# Data in this exercise
-- START --
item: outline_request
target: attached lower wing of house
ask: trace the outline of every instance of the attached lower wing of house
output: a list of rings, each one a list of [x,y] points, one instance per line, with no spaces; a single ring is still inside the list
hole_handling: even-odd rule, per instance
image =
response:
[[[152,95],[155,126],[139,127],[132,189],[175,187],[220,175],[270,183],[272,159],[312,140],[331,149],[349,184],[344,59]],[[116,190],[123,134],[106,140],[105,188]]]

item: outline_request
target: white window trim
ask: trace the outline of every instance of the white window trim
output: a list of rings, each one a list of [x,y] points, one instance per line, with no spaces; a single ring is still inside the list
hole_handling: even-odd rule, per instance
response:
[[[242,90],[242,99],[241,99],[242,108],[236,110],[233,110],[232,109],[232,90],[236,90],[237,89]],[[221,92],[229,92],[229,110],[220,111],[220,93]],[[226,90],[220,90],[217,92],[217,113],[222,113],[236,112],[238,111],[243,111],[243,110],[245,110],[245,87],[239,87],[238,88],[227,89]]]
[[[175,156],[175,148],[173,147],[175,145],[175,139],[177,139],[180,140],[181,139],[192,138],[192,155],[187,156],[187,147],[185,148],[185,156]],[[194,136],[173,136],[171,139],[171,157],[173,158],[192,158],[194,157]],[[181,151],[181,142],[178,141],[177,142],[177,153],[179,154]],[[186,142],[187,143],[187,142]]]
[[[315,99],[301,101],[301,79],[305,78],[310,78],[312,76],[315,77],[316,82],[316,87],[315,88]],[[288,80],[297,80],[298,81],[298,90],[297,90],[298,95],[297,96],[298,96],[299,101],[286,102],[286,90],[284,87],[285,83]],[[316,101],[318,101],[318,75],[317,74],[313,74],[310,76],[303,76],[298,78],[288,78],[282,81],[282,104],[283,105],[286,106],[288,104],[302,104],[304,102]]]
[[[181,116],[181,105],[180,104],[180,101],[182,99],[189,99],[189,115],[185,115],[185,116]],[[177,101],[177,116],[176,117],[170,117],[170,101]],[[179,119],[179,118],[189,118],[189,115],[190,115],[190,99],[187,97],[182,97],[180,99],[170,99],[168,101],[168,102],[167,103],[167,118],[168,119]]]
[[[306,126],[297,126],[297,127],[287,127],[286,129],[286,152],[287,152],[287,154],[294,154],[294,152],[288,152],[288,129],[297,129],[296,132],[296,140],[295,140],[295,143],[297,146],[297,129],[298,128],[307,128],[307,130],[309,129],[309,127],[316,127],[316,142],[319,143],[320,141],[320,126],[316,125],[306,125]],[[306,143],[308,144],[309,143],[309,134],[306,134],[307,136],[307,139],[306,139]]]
-- END --
# Given problem
Write out the material exactly as given.

# Worked answer
item: outline_request
target: attached lower wing of house
ask: trace the outline of every instance of the attached lower wing of house
output: a list of rings, each one a list of [x,y] points, one instance per line, with no spaces; a single ring is still inside the list
hole_handling: even-odd rule, per instance
image =
response:
[[[152,95],[155,126],[139,127],[132,189],[175,187],[220,175],[270,183],[272,159],[312,140],[331,149],[349,184],[344,59]],[[116,190],[123,134],[106,140],[105,188]]]

item: outline_request
target: white window trim
ask: trace the outline of every instance of the white window trim
output: a list of rings, each one a list of [x,y] points, one instance per line, with no spaces; a single ring is still inside the list
hole_handling: even-odd rule, per instance
response:
[[[242,90],[242,99],[241,99],[242,108],[236,110],[233,110],[232,109],[232,90],[236,90],[237,89]],[[221,92],[229,92],[229,110],[220,111],[220,93]],[[226,90],[220,90],[217,92],[217,113],[222,113],[236,112],[238,111],[243,111],[243,110],[245,110],[245,87],[239,87],[238,88],[227,89]]]
[[[175,156],[175,148],[173,147],[175,145],[175,139],[177,139],[180,140],[181,139],[192,138],[192,155],[187,156],[187,147],[185,148],[185,156]],[[194,136],[173,136],[171,139],[171,157],[173,158],[192,158],[194,157]],[[181,151],[181,142],[178,141],[177,142],[177,153],[179,154]],[[186,142],[187,143],[187,142]]]
[[[315,99],[301,101],[301,79],[305,78],[310,78],[312,76],[315,77],[316,82],[316,87],[315,88]],[[288,80],[297,80],[298,81],[298,90],[297,90],[298,95],[297,96],[298,96],[299,101],[286,102],[286,90],[284,87],[285,83]],[[316,101],[318,101],[318,75],[317,74],[313,74],[310,76],[303,76],[298,78],[288,78],[282,81],[282,104],[283,105],[286,106],[288,104],[302,104],[304,102]]]
[[[181,116],[181,105],[180,104],[180,101],[182,99],[189,99],[189,115],[185,115],[185,116]],[[177,101],[177,116],[176,117],[170,117],[170,101]],[[179,119],[179,118],[189,118],[189,115],[190,115],[190,99],[187,97],[182,97],[180,99],[170,99],[168,101],[168,102],[167,103],[167,118],[168,119]]]
[[[306,126],[297,126],[297,127],[287,127],[286,129],[286,152],[287,152],[287,154],[294,154],[294,152],[288,152],[288,129],[297,129],[296,132],[296,140],[295,140],[295,143],[297,146],[297,129],[298,128],[307,128],[307,130],[309,129],[309,127],[316,127],[316,142],[319,143],[320,141],[320,126],[316,125],[306,125]],[[306,143],[308,144],[309,143],[309,134],[306,134],[307,136],[307,139],[306,139]]]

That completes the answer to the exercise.